• [Records for the exercise]:

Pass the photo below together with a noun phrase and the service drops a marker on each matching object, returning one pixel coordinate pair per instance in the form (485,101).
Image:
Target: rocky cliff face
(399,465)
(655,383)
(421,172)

• [Description of the task]: Reproduce the material above word for word, keeping every line unchanged.

• [Solution to the exercise]:
Pass the photo below together with a noun phrase and the service drops a marker on each matching object, returning one pixel coordinate pair per instance in the form (485,101).
Image:
Target: rocky cliff face
(399,465)
(655,383)
(421,172)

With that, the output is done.